Records contained in a dataset
◆ ◆ ◆ ◆ ◆

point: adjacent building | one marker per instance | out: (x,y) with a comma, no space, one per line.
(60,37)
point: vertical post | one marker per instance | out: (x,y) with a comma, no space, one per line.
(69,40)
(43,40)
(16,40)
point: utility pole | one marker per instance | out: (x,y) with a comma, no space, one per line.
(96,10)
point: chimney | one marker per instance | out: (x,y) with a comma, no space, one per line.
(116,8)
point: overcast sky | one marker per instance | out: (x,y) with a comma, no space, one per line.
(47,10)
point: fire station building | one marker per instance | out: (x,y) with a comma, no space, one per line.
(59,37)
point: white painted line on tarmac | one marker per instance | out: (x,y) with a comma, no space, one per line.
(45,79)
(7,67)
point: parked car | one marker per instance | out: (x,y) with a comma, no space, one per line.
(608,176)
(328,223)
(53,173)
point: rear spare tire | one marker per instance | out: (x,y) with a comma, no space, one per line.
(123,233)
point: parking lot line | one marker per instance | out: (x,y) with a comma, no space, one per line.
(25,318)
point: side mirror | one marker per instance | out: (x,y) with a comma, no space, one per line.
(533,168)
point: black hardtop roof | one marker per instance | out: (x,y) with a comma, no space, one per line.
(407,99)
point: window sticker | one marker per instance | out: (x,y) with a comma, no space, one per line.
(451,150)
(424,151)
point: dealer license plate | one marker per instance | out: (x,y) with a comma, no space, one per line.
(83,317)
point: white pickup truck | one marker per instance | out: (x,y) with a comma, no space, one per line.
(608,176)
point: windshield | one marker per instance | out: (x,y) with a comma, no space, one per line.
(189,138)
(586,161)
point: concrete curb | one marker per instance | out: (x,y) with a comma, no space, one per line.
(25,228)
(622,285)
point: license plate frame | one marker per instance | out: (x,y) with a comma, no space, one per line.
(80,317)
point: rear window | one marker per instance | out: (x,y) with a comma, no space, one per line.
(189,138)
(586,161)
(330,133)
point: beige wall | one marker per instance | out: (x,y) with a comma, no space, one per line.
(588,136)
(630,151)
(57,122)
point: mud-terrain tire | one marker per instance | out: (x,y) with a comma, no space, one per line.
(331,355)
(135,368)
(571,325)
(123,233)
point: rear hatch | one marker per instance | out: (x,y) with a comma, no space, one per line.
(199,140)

◆ ◆ ◆ ◆ ◆

■ Work to complete
Take the entries above and return all of them exactly.

■ Task response
point: adjacent building | one marker per instance | out: (x,y) with a comma, no space, one per line.
(60,37)
point: vertical post | one marker per instance | out: (x,y) with a comma, no space, one per line.
(69,40)
(43,40)
(16,40)
point: utility pole | one marker per instance | out: (x,y) with a comma, no space, one per line.
(96,10)
point: chimney | one marker per instance | out: (x,y) with a comma, no space, one per line.
(116,8)
point: overcast sky | one marker per instance | out: (x,y) with a comma, no space, one per line.
(47,10)
point: fire station building | one marker per instance | out: (x,y) with a comma, no space, one per line.
(59,37)
point: white painted line on tarmac | one marker per instance | out: (x,y) with a comma, no space, one per line.
(45,79)
(7,67)
point: parked car | one marker per instance | out: (x,y) with a comma, no space, one per line.
(608,176)
(328,223)
(53,173)
point: rear spare tire | one marker per instance | out: (x,y) with a comma, no space, one per line.
(123,233)
point: parking lot line | one marker per instance | out: (x,y) with a comma, no space, one per line.
(25,318)
point: side mirror | one marker per instance | out: (x,y) with a comma, no space, one per line.
(533,168)
point: black hardtop roof | one marker per instance | out: (x,y) with a comma, no space, one per line.
(407,99)
point: window sticker | one marker per instance | out: (x,y) with a comma, no space, one per line.
(451,150)
(424,151)
point: dealer license plate | one marker per instance | out: (x,y) with a comma, no space, one per line.
(83,317)
point: white pickup truck | one marker per instance | out: (x,y) with a comma, no space, one per line.
(608,176)
point: windshield | one marker per instance | out: (x,y) with a comma, no space, one per line.
(189,138)
(586,161)
point: concrete curb | one marker per instance | out: (x,y) with a comma, no space, one per line.
(25,228)
(622,285)
point: license plate frame | one marker per instance | out: (x,y) with a comma, no space, one per line.
(80,317)
point: rear window | one marker per instance | out: (x,y) with a comma, no space, one per line.
(189,138)
(586,161)
(330,133)
point: beige wall | one marker per instance | out: (x,y) with a comma, no space, one per line.
(588,136)
(630,151)
(57,122)
point: mud-terrain tire | one marker per instance | out: (x,y) with a comma, no space, one per line.
(331,355)
(135,368)
(571,325)
(123,233)
point: rear hatch | one marker per instance | out: (x,y) with a comma, no space, one per line.
(199,140)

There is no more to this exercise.